**Written problem:** Copy the following lines word for word, keeping every one of them.

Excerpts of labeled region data
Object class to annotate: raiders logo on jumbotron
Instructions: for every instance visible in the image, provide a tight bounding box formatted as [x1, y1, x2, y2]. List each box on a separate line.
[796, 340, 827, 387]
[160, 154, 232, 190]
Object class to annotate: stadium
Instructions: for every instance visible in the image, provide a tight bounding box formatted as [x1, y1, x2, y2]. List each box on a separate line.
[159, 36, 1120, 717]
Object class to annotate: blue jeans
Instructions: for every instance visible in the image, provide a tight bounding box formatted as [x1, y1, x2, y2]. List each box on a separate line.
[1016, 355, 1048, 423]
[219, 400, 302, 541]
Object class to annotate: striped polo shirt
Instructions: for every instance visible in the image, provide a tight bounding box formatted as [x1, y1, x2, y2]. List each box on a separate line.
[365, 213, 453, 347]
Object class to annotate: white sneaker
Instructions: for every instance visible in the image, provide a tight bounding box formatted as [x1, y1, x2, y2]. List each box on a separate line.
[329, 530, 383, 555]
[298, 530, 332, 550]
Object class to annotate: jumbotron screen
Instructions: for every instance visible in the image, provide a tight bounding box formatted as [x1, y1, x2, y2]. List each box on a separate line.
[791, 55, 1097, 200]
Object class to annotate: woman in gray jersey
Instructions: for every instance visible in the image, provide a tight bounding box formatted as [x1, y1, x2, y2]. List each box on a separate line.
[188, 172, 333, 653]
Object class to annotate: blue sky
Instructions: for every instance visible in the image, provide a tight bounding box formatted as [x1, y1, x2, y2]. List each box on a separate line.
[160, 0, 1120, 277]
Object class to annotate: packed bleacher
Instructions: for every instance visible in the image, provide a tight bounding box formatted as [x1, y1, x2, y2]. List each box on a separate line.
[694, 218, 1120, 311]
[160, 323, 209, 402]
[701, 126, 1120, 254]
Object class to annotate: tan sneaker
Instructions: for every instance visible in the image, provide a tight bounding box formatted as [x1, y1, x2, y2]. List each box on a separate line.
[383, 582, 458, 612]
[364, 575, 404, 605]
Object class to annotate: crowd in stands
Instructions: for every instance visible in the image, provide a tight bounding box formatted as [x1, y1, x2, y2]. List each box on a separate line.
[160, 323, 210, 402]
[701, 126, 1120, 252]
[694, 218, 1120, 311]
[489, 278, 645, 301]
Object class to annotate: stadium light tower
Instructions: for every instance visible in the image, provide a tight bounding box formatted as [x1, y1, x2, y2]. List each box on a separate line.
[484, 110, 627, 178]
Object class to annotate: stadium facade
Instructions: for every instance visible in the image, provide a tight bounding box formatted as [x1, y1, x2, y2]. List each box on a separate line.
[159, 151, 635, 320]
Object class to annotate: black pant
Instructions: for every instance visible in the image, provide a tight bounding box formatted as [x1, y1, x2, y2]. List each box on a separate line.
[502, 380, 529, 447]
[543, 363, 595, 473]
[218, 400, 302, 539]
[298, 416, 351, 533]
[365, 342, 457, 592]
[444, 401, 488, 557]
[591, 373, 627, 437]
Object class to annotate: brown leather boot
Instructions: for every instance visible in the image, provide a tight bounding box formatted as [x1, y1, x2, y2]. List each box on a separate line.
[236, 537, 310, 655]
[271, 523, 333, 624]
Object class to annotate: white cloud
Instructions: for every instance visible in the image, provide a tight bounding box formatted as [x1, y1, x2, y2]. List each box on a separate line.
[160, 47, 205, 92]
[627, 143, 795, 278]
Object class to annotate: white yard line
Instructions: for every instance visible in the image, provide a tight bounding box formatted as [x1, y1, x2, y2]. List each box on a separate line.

**Solution:**
Object class to annotate: raiders logo on jumbotron
Instructions: for every instance visible in the image, provide a tight bounding box formatted as [x1, y1, x2, y2]. List each box on a separate line.
[796, 340, 827, 387]
[160, 154, 232, 190]
Object class to annotate: stadium
Instructions: for every instance visible in the image, provide a tight bounding box formatted as [x1, y1, x2, y2]. List each box on a separate line.
[159, 36, 1120, 717]
Object class to annotate: blue jeans
Instructions: for every instance visible in the image, provide a tight bounding box formatted as [x1, y1, x2, y2]. List each box on a separate line.
[1016, 355, 1048, 423]
[219, 400, 302, 541]
Object class to annotate: striped polo shirt
Instructions: for every instance visible in the image, provide a tight bounding box formatted as [x1, y1, x2, y2]. List each box on a separate line.
[365, 213, 453, 347]
Object class to annotate: white sneaker
Instructions: for every instance visible in the image, provide a tight bounding box formatted as [x1, y1, x2, y2]. List each box on a separate line.
[329, 530, 383, 555]
[298, 530, 332, 550]
Object class to annotate: jumbotron screen
Instructions: for every instance visible in the image, provide a tight bounding box formatted as [x1, y1, x2, y2]. List each box on a separate line.
[791, 55, 1097, 200]
Object class to annotate: woman in gray jersey
Instructions: for every instance visible in the image, provide a tight bounding box formatted as [x1, y1, x2, y2]. List each box on a separate line.
[188, 172, 333, 653]
Object class to annotate: blue sky
Instructions: for every instance visible in the image, provide a tight bounding box formatted as [x1, y1, x2, y2]. List each box on a separate line.
[160, 0, 1120, 277]
Object class to annotate: packed bleacher
Instructions: for every instance visible in the image, provide a tight bounding box formatted as [x1, y1, x2, y2]. List each box on a separate line.
[694, 218, 1120, 311]
[160, 323, 209, 402]
[701, 126, 1120, 254]
Object class to annotate: tan sneaker
Instructions: for every instance visible in the image, provide a tight bounding box formatted as [x1, y1, x2, y2]. List each box on a separate line.
[383, 582, 458, 612]
[364, 575, 404, 605]
Object class to annotate: crowd in stands
Instructions: for every instance visible in the image, provide a tight bounding box formatted as [x1, y1, x2, y2]. List each box on a separate line.
[160, 323, 210, 402]
[701, 126, 1120, 252]
[694, 218, 1120, 311]
[489, 278, 645, 301]
Object class to annotate: stadium light tower
Instructions: for every instance visible in the image, provide a tight bounding box formatted as [x1, y1, x2, y2]. List each box on a separate line.
[484, 110, 627, 178]
Object class to annotate: stadium facade
Instructions: for every instance visible in the image, provide a tight bounding box formatted as [x1, y1, x2, y2]. List each box on a separate line.
[159, 151, 635, 320]
Object class to annotate: black pant
Instructions: for every instance visible in the image, provide a tight bounding box formatted as [x1, y1, x2, y2]. List each box on a separate line.
[502, 380, 529, 447]
[543, 363, 595, 473]
[218, 400, 302, 539]
[298, 416, 351, 533]
[365, 342, 457, 592]
[444, 401, 488, 557]
[591, 373, 627, 437]
Object class to annotate: brown leather boot
Instructions: for every instance visible in the image, provide a tight bounding box formatted as [x1, y1, x2, y2]. List each box on a separate line.
[236, 537, 310, 655]
[271, 523, 333, 624]
Object class to annotate: white cloud
Instructions: for every instance visible in the image, provide a tight bounding box formatted as [x1, y1, x2, y2]. List each box on a separate line.
[160, 47, 205, 92]
[627, 143, 795, 278]
Object class to annotate: white yard line
Instructions: for every instance visible in the image, provide a tight bounding box formatted as [x1, y1, x2, y2]. List each box on a separate line.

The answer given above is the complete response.